→ **WRITTEN REQUEST**: Copy out all of the data below word for word, keeping every line in its original order.

→ **DATA FOR THE TASK**:
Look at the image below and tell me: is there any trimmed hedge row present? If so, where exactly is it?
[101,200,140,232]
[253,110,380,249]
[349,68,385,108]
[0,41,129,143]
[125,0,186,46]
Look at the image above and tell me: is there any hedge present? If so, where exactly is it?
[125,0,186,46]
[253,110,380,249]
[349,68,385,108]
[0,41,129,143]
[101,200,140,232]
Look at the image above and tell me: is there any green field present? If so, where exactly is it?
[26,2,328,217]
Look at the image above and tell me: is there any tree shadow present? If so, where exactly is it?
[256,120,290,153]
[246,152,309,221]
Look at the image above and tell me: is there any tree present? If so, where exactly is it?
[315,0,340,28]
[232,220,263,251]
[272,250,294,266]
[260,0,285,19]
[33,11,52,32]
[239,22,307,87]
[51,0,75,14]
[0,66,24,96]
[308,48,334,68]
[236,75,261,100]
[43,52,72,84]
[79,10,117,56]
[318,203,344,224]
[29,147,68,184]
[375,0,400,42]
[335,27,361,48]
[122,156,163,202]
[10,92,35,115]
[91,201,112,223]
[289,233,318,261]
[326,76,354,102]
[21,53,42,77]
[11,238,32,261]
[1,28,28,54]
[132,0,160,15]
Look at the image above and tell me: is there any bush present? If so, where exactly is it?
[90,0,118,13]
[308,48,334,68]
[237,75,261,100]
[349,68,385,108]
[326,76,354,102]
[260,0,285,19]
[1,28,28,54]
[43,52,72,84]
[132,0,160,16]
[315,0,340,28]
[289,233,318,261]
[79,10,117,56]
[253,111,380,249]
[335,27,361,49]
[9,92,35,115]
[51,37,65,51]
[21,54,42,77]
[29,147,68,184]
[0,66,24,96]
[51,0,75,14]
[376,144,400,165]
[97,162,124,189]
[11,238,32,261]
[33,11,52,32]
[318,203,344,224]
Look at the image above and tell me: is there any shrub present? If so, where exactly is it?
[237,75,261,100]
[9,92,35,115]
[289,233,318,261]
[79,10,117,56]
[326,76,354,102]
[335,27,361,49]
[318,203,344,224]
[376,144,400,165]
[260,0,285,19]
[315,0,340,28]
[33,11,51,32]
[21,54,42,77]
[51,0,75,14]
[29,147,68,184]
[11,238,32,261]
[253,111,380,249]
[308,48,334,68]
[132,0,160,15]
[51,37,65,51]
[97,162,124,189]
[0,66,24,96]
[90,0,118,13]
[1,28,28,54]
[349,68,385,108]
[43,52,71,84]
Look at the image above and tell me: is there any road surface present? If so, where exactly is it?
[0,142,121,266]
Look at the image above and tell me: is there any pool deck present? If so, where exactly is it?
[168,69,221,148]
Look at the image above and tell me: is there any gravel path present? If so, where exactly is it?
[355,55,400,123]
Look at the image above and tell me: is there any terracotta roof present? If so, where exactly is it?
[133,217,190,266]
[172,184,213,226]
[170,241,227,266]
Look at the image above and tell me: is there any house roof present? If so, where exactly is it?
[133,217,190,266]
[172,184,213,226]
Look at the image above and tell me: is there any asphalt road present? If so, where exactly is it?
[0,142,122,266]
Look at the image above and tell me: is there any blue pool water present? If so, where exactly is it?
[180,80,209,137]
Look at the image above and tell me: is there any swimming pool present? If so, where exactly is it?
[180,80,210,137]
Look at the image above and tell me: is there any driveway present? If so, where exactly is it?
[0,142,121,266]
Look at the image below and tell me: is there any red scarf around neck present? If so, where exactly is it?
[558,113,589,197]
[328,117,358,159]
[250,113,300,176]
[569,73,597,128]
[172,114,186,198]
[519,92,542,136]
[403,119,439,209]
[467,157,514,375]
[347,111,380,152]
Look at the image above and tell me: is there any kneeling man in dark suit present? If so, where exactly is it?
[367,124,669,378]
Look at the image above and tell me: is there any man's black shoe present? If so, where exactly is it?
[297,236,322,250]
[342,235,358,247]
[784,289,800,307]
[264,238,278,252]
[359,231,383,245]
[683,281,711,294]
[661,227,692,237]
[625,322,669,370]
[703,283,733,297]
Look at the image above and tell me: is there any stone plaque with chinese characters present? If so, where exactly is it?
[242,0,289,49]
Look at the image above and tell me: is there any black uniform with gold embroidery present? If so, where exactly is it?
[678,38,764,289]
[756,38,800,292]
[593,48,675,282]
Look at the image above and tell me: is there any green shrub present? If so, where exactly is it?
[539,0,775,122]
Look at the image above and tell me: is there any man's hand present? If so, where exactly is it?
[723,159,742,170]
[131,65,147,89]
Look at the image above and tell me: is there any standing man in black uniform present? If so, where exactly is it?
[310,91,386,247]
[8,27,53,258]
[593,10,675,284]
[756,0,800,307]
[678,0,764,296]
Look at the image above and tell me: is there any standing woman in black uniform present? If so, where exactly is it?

→ **REPLY**:
Look at the image below and tell me: is there any trimmed hedge row present? If so, where exactly is it?
[101,200,140,232]
[253,110,380,249]
[349,68,385,108]
[0,41,129,143]
[125,0,186,46]
Look at the image above and tell me: is there any hedge present? If so, where exactly is it?
[125,0,186,46]
[253,110,380,249]
[349,68,385,108]
[0,41,129,143]
[101,200,140,232]
Look at the image above and tell me: is there any green field present? If so, where exactly is it?
[26,2,328,217]
Look at the image above and tell me: is there any tree shadow present? If so, where exactly is it?
[256,120,290,153]
[246,152,309,221]
Look at the image above and tell me: is there any tree present? If so, where exactly is it?
[315,0,340,28]
[232,220,263,251]
[272,250,294,266]
[260,0,285,19]
[33,11,52,32]
[239,22,307,87]
[51,0,75,14]
[0,66,24,96]
[308,48,334,68]
[236,75,261,100]
[43,52,72,84]
[79,10,117,56]
[318,203,344,224]
[29,147,68,184]
[375,0,400,42]
[335,27,361,48]
[122,156,163,202]
[10,92,35,115]
[91,201,112,223]
[289,233,318,261]
[326,76,354,102]
[21,53,42,77]
[11,238,32,261]
[1,28,28,54]
[132,0,160,15]
Look at the image above and tell me: is there any bush present? If so, where exactly is it?
[90,0,118,13]
[308,48,334,68]
[237,75,261,100]
[349,68,385,108]
[326,76,354,102]
[260,0,285,19]
[1,28,28,54]
[43,52,72,84]
[132,0,160,16]
[315,0,340,28]
[289,233,318,261]
[79,10,117,56]
[253,111,380,249]
[335,27,361,49]
[9,92,35,115]
[51,37,65,51]
[21,54,42,77]
[29,147,68,184]
[0,66,24,96]
[51,0,75,14]
[376,144,400,165]
[97,162,124,189]
[11,238,32,261]
[33,11,52,32]
[318,203,344,224]
Look at the image above and tell me: is there any shrub present? If so, where exactly is it?
[237,75,261,100]
[9,92,35,115]
[289,233,318,261]
[79,10,117,56]
[326,76,354,102]
[335,27,361,49]
[318,203,344,224]
[376,144,400,165]
[260,0,285,19]
[315,0,340,28]
[33,11,51,32]
[21,54,42,77]
[51,0,75,14]
[29,147,68,184]
[11,238,32,261]
[253,111,380,249]
[308,48,334,68]
[132,0,160,15]
[51,37,65,51]
[97,162,124,189]
[0,66,24,96]
[90,0,118,13]
[1,28,28,54]
[349,68,385,108]
[43,52,71,84]
Look at the image above and tell me: is there any road surface present? If so, where exactly is it?
[0,142,121,266]
Look at the image above and tell me: is there any pool deck present? If so, where exactly is it?
[168,69,221,148]
Look at the image above and tell me: is there any gravel path present? If so, where exactly is it?
[355,55,400,123]
Look at the image above and tell me: is there any terracotta roof present? If so, where exactly is it?
[133,217,190,266]
[172,184,213,226]
[170,241,227,266]
Look at the image above and tell me: is there any house roof present? If so, where exactly is it?
[133,217,190,266]
[172,184,213,226]
Look at the image above and tell me: is there any asphalt road present? If so, where exactly is it?
[0,142,122,266]
Look at the image above and tell me: is there any blue pool water present? If so, where exactly is it?
[180,80,209,137]
Look at the image above and tell me: is there any swimming pool present? If so, where exactly is it?
[180,80,210,137]
Look at the image above and tell me: is there any driveway present? If so, where exactly is it?
[0,142,121,266]
Look at the image below and tell me: is there any red scarf around neck present? If so, where exactly is it?
[558,113,589,197]
[328,117,358,159]
[250,113,300,176]
[569,73,597,128]
[172,114,186,198]
[519,92,542,136]
[403,119,439,209]
[467,157,514,375]
[347,111,380,152]
Look at the image above and tell me: is there any kneeling man in dark suit present? If so, where exactly is it?
[367,124,669,378]
Look at the image above and tell me: is there any man's black shoe present? If so, where exactly is it?
[297,236,322,250]
[342,235,358,247]
[784,289,800,307]
[264,238,278,252]
[359,231,383,245]
[683,281,711,294]
[661,227,692,237]
[625,322,669,370]
[703,283,733,297]
Look at the image above and tell me: is there any stone plaque with chinese characters present? If so, where exactly is it?
[242,0,289,49]
Look at the image above and tell me: is there any black uniform with gold embroidery present? If so, where exactly is it?
[678,38,764,289]
[756,38,800,292]
[593,48,675,282]
Look at the image above and tell me: is there any green shrub present? If so, where exactly is it?
[539,0,775,122]
Look at the image above and tell me: is there any man's hand present? If so, where exactly is it?
[723,159,742,170]
[131,65,147,89]
Look at the image above and tell me: is there any standing man in black uniform present? If so, where exactly is it?
[310,91,386,247]
[8,27,53,258]
[593,10,675,284]
[756,0,800,307]
[678,0,764,296]
Look at the image above and tell me: is there any standing woman in black uniform present? If so, where exactly is it?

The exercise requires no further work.